▸ Excerpt to read:
___

Many people find that complementary therapies may help them feel better by:
- Reducing the side effects of disease or treatment (such as pain, nausea and fatigue)
- Reducing menopausal symptoms
- Reducing stress and feelings of sadness
- Improving positive mental outlook
- Improving quality of life
Others feel these therapies offer a sense of hope and self control .
Culture and complementary therapies
Culture can also play a role in the use of complementary therapies. People from different backgrounds may choose complementary therapies because such therapies are part of standard medical care in their home countries. In India, Ayurveda is practiced in the national health system. In China, acupuncture, Tai Chi and qi gong are offered alongside conventional Western treatment in many hospitals. For people raised in these health systems, complementary therapies are often a usual part of care.
Talking to your health care provider
Complementary therapies should never be used instead of, or apart from, standard medical care. Any decisions about complementary therapy use should be made jointly with your health care provider. Talking to him/her about using any of these therapies with standard medical treatment helps ensure all the risks and benefits to your health are carefully considered.

___

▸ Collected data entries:

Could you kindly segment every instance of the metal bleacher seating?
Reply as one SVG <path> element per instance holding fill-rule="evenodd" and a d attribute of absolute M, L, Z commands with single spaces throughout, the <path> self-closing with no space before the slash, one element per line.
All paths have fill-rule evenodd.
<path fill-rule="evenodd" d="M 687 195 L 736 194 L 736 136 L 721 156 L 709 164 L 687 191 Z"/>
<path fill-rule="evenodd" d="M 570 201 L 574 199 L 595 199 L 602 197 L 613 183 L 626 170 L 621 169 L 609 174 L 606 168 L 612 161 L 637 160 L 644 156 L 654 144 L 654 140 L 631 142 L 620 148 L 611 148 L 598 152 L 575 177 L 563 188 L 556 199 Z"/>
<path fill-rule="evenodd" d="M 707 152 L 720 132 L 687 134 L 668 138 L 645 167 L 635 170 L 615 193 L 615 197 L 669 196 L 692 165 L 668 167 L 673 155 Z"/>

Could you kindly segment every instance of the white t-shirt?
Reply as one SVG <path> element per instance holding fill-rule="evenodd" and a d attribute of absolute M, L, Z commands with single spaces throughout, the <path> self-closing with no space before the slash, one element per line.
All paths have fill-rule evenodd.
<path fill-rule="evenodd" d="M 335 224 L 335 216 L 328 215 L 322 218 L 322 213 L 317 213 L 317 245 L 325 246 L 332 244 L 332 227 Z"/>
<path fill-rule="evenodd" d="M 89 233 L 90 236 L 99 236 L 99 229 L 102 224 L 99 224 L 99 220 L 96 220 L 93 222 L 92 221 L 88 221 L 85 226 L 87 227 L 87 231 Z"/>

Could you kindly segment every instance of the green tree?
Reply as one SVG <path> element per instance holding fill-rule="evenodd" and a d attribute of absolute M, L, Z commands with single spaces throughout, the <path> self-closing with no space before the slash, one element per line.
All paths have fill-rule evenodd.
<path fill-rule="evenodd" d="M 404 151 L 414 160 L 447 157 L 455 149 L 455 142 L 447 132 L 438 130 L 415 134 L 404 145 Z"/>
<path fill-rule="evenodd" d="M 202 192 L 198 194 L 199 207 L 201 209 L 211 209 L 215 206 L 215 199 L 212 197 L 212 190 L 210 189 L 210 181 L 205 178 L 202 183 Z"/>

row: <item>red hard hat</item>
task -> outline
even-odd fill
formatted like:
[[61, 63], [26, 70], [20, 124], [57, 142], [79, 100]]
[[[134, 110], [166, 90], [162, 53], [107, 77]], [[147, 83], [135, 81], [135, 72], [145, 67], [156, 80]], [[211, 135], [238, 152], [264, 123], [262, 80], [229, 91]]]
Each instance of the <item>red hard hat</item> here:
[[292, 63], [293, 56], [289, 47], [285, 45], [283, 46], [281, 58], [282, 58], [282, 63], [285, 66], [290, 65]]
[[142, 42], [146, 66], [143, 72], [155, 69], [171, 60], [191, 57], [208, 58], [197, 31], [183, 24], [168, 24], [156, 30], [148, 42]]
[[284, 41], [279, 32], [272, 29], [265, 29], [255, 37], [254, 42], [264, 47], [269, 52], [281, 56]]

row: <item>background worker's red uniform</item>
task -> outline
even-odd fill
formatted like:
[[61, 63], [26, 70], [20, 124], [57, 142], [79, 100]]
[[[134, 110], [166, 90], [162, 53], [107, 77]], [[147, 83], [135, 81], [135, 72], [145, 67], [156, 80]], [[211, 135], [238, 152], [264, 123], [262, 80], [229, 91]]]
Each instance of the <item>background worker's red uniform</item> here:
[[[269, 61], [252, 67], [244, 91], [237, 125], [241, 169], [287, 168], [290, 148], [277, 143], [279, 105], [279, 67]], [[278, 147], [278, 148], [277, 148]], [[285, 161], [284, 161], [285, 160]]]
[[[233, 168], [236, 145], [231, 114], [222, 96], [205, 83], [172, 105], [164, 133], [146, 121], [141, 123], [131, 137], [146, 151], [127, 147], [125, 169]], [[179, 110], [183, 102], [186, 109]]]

___

▸ Your tasks:
a. According to the passage on complementary therapies, which therapies do many hospitals in China offer alongside conventional Western treatment?
b. Please write out the passage on complementary therapies, starting at "Many people find" and ending at "part of care.".

▸ Answer section:
a. Acupuncture, Tai Chi and qi gong.

b.
Many people find that complementary therapies may help them feel better by:
- Reducing the side effects of disease or treatment (such as pain, nausea and fatigue)
- Reducing menopausal symptoms
- Reducing stress and feelings of sadness
- Improving positive mental outlook
- Improving quality of life
Others feel these therapies offer a sense of hope and self control .
Culture and complementary therapies
Culture can also play a role in the use of complementary therapies. People from different backgrounds may choose complementary therapies because such therapies are part of standard medical care in their home countries. In India, Ayurveda is practiced in the national health system. In China, acupuncture, Tai Chi and qi gong are offered alongside conventional Western treatment in many hospitals. For people raised in these health systems, complementary therapies are often a usual part of care.